* EXERCISE GOAL: Return every line of the records below verbatim, with no pictures in the copy.

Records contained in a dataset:
"""

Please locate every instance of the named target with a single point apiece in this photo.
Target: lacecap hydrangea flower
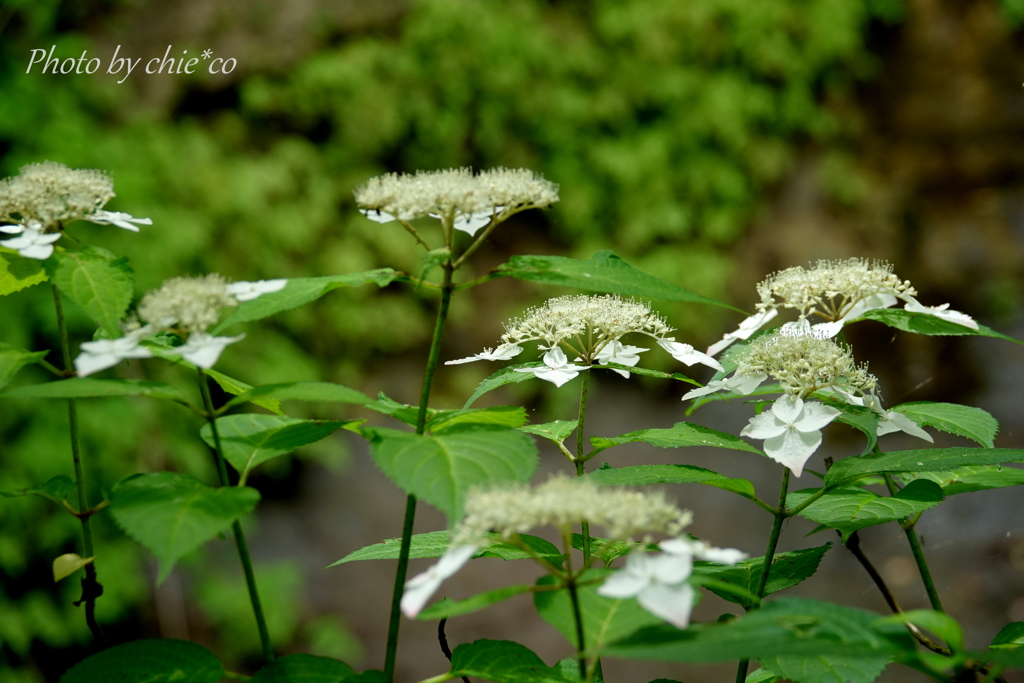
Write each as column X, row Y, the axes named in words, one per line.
column 457, row 197
column 186, row 306
column 837, row 292
column 590, row 329
column 37, row 204
column 802, row 364
column 658, row 582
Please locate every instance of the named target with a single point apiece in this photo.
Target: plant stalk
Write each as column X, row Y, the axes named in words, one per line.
column 240, row 539
column 919, row 554
column 581, row 459
column 394, row 620
column 776, row 530
column 91, row 588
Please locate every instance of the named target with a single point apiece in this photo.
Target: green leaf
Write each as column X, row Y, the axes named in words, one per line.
column 310, row 391
column 923, row 324
column 555, row 431
column 251, row 439
column 925, row 460
column 433, row 544
column 97, row 281
column 440, row 468
column 300, row 291
column 502, row 662
column 13, row 358
column 238, row 387
column 303, row 669
column 17, row 272
column 501, row 378
column 781, row 627
column 503, row 416
column 641, row 475
column 1010, row 636
column 827, row 669
column 601, row 272
column 97, row 388
column 152, row 660
column 448, row 608
column 679, row 435
column 852, row 508
column 973, row 423
column 431, row 260
column 787, row 569
column 968, row 479
column 172, row 514
column 55, row 489
column 604, row 620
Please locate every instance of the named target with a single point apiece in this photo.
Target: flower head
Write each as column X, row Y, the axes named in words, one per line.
column 469, row 201
column 590, row 327
column 792, row 430
column 561, row 502
column 45, row 197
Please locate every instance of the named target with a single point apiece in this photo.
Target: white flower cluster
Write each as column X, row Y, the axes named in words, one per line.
column 469, row 201
column 589, row 327
column 837, row 292
column 37, row 204
column 658, row 582
column 561, row 502
column 184, row 305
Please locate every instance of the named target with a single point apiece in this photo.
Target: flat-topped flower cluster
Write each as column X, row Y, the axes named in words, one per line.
column 37, row 204
column 466, row 201
column 590, row 328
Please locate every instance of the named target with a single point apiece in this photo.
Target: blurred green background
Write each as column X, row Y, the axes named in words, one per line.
column 707, row 141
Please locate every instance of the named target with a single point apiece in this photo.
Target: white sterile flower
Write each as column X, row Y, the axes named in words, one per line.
column 503, row 352
column 792, row 430
column 624, row 354
column 421, row 587
column 556, row 369
column 702, row 550
column 741, row 384
column 33, row 243
column 942, row 312
column 118, row 218
column 104, row 353
column 658, row 584
column 745, row 329
column 203, row 349
column 688, row 354
column 250, row 291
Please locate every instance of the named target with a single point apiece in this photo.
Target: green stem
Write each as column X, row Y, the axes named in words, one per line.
column 240, row 539
column 776, row 530
column 919, row 554
column 90, row 587
column 580, row 459
column 394, row 620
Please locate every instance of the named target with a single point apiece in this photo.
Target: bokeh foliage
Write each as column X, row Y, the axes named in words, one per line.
column 665, row 122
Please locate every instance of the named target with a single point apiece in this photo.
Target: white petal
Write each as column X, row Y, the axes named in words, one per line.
column 377, row 215
column 471, row 223
column 249, row 291
column 765, row 425
column 793, row 449
column 421, row 587
column 816, row 416
column 673, row 603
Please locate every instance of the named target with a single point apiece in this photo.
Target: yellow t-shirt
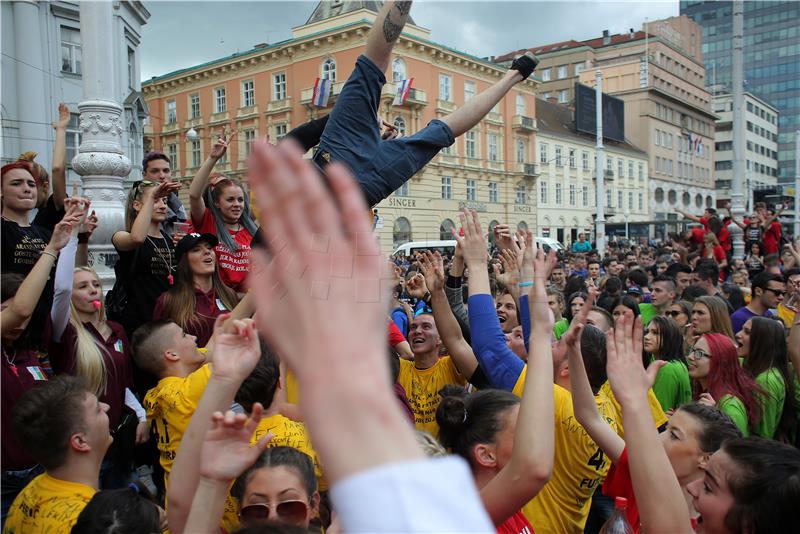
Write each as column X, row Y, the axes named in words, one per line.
column 287, row 433
column 47, row 506
column 579, row 467
column 655, row 407
column 422, row 389
column 170, row 406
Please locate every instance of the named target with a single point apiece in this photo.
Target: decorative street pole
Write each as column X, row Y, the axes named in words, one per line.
column 101, row 162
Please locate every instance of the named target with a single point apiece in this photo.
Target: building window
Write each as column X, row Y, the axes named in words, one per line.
column 131, row 67
column 172, row 154
column 400, row 124
column 172, row 112
column 521, row 195
column 447, row 187
column 248, row 93
column 469, row 143
column 220, row 105
column 194, row 106
column 398, row 70
column 329, row 69
column 279, row 86
column 73, row 136
column 469, row 90
column 445, row 83
column 492, row 147
column 520, row 104
column 401, row 231
column 195, row 153
column 71, row 56
column 471, row 190
column 520, row 151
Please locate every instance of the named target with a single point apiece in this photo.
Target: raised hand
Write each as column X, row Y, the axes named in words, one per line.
column 226, row 451
column 472, row 243
column 63, row 117
column 236, row 348
column 433, row 269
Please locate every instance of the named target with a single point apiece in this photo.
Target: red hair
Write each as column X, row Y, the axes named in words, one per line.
column 726, row 376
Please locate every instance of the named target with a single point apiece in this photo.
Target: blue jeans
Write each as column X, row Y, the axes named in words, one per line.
column 12, row 483
column 353, row 137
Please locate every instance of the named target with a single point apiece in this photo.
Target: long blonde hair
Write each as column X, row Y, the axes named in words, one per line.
column 90, row 355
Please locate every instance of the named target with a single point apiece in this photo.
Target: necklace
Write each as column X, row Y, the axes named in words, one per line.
column 168, row 264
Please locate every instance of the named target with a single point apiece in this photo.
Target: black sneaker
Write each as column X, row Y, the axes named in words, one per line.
column 525, row 64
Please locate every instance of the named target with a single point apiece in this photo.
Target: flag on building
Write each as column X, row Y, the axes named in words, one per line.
column 322, row 92
column 403, row 89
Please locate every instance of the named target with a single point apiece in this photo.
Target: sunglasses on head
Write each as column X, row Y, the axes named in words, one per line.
column 284, row 512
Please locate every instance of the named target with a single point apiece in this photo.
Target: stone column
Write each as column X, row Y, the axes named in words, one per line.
column 101, row 161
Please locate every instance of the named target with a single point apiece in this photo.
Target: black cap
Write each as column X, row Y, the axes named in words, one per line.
column 190, row 240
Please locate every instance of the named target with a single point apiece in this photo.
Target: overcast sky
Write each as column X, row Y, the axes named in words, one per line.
column 183, row 34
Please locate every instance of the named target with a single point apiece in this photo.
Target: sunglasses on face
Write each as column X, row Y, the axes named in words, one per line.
column 286, row 512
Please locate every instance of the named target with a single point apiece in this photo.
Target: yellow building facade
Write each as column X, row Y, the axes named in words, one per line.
column 268, row 90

"""

* EXERCISE RESULT:
Please locate every instance of the named target with a single point apiece in this photo.
Target: lacecap hydrangea flower
Write each as column X, row Y, the axes named in words, one per line.
column 457, row 197
column 186, row 306
column 837, row 292
column 590, row 329
column 37, row 204
column 802, row 364
column 658, row 582
Please locate every instance of the named target with a single point apiece in this photo.
Target: plant stalk
Write each as column X, row Y, the axes named in words, one per line.
column 240, row 539
column 919, row 554
column 581, row 459
column 394, row 620
column 776, row 530
column 91, row 588
Please locate every instance of the named target with a single point apiece in this photo.
Target: green leaf
Write each as column X, row Y, the axes named in words, one per line.
column 310, row 391
column 923, row 324
column 555, row 431
column 251, row 439
column 925, row 460
column 433, row 544
column 97, row 281
column 440, row 468
column 300, row 291
column 502, row 662
column 13, row 358
column 238, row 387
column 303, row 669
column 17, row 272
column 501, row 378
column 781, row 627
column 503, row 416
column 641, row 475
column 1010, row 636
column 827, row 669
column 601, row 272
column 97, row 388
column 152, row 660
column 448, row 608
column 679, row 435
column 852, row 508
column 973, row 423
column 431, row 260
column 787, row 569
column 968, row 479
column 172, row 514
column 55, row 489
column 604, row 620
Please locate every instance of the named target with a single point apiece in this photo.
Target: flower head
Write each as column X, row Y, the axes named in words, one per line.
column 469, row 201
column 590, row 327
column 792, row 430
column 561, row 502
column 45, row 197
Please locate every instance of the named target with a single point apiece in this photo.
Target: white flower cluster
Write each as column X, row Y, the axes named in words, one per line.
column 469, row 201
column 589, row 327
column 837, row 292
column 37, row 204
column 658, row 582
column 561, row 502
column 184, row 305
Please locate every instance of the named target with a single point apiece in this photo.
Target: flat-topped flower cluster
Write each as column X, row Y, the axes named in words, one per line.
column 37, row 204
column 466, row 201
column 590, row 328
Please locate every instance of the named target with a single point apiece in this photo.
Target: blurred green background
Write each as column X, row Y, the axes named in words, one per line.
column 707, row 141
Please locate every instance of the named target with a single point apiece in this photo.
Target: white sterile flower
Write each as column X, row Y, the axes named in words, one per line.
column 503, row 352
column 792, row 430
column 624, row 354
column 421, row 587
column 556, row 369
column 702, row 550
column 741, row 384
column 33, row 243
column 942, row 312
column 118, row 218
column 104, row 353
column 658, row 584
column 745, row 329
column 203, row 349
column 688, row 354
column 250, row 291
Please locate every instance of the named target with a single point apiece in this photo.
Target: green stem
Write each as column X, row Y, the axes named in words, one per line.
column 240, row 539
column 776, row 530
column 919, row 554
column 90, row 587
column 580, row 459
column 394, row 620
Please locate every instance of the named target with a single point apiece in this photo.
Target: bokeh foliage
Write each as column X, row Y, the axes named in words, one per line.
column 665, row 122
Please locate every instance of the named target with a single point apiece in this photo.
Target: white petal
Write each as column X, row Y, the axes named in words, one per line.
column 377, row 215
column 471, row 223
column 249, row 291
column 765, row 425
column 793, row 449
column 421, row 587
column 816, row 416
column 673, row 603
Please locate every instance of the named target with a single point apiece in this photo.
Target: yellow t-shirt
Write each as column X, row Y, the axes named in words, one per line.
column 287, row 433
column 47, row 506
column 579, row 467
column 655, row 407
column 422, row 389
column 170, row 406
Please locate every instance of the named target with a single point apiece in this photo.
Target: decorative street pole
Write each as column X, row Y, the axes named in words, one per line.
column 101, row 162
Please locate every instance of the named target with a single point apiece in this photo.
Target: building window
Write each as column X, row Y, the axes named in words, one per line.
column 131, row 67
column 172, row 154
column 400, row 124
column 172, row 112
column 521, row 195
column 447, row 187
column 248, row 93
column 469, row 143
column 220, row 105
column 194, row 106
column 398, row 70
column 329, row 69
column 279, row 86
column 73, row 136
column 469, row 90
column 445, row 83
column 492, row 147
column 520, row 104
column 401, row 231
column 195, row 153
column 71, row 56
column 471, row 190
column 520, row 151
Please locate every instance of the named target with a single point apiece in this photo.
Target: raised hand
Write each as column X, row Y, the axes named in words, one per line.
column 226, row 451
column 472, row 243
column 63, row 117
column 236, row 348
column 433, row 269
Please locate every instance of the named target with a single point apiece in this photo.
Target: red hair
Write each as column X, row Y, the axes named in words, one per line.
column 726, row 376
Please locate every instance of the named target with a single point apiece in this photo.
Target: blue jeans
Write each as column X, row Y, the axes named in words, one per line.
column 12, row 483
column 353, row 137
Please locate every instance of the named target with a single point apiece in this photo.
Target: long blonde hair
Write each as column X, row Y, the axes named in words, one per line.
column 90, row 355
Please locate every instance of the named target with a single point apiece in this photo.
Target: necklace
Write each as column X, row Y, the axes named in words, one per line.
column 168, row 264
Please locate every instance of the named target with a single point apiece in this photo.
Target: black sneaker
Write each as column X, row Y, the axes named in words, one per line.
column 525, row 64
Please locate every instance of the named target with a single point apiece in this photo.
Target: flag on building
Write each as column X, row Y, the axes named in words, one per line.
column 322, row 92
column 403, row 89
Please locate every instance of the named target with a single point apiece in this photo.
Target: sunglasses on head
Write each as column X, row Y, the axes named in words, one per line.
column 284, row 512
Please locate every instance of the named target with a single point apiece in this photo.
Target: stone column
Write each as column X, row Y, the axes named in words, one per line.
column 101, row 161
Please locate every instance of the named target with a single point apiece in this photo.
Target: black cap
Write each as column X, row Y, the axes named in words, one per line.
column 190, row 240
Please locate every instance of the named target with a single point apiece in this photo.
Target: overcast sky
Write each as column X, row Y, the axes named in words, one per line.
column 183, row 34
Please locate every instance of the named target with a single point apiece in this photo.
Target: sunglasses on face
Write each as column X, row Y, the axes named in words, one per line.
column 286, row 512
Please locate every instance of the named target with a single point apiece in this photo.
Target: yellow building facade
Write each as column X, row Y, the axes named in words, one per line.
column 268, row 90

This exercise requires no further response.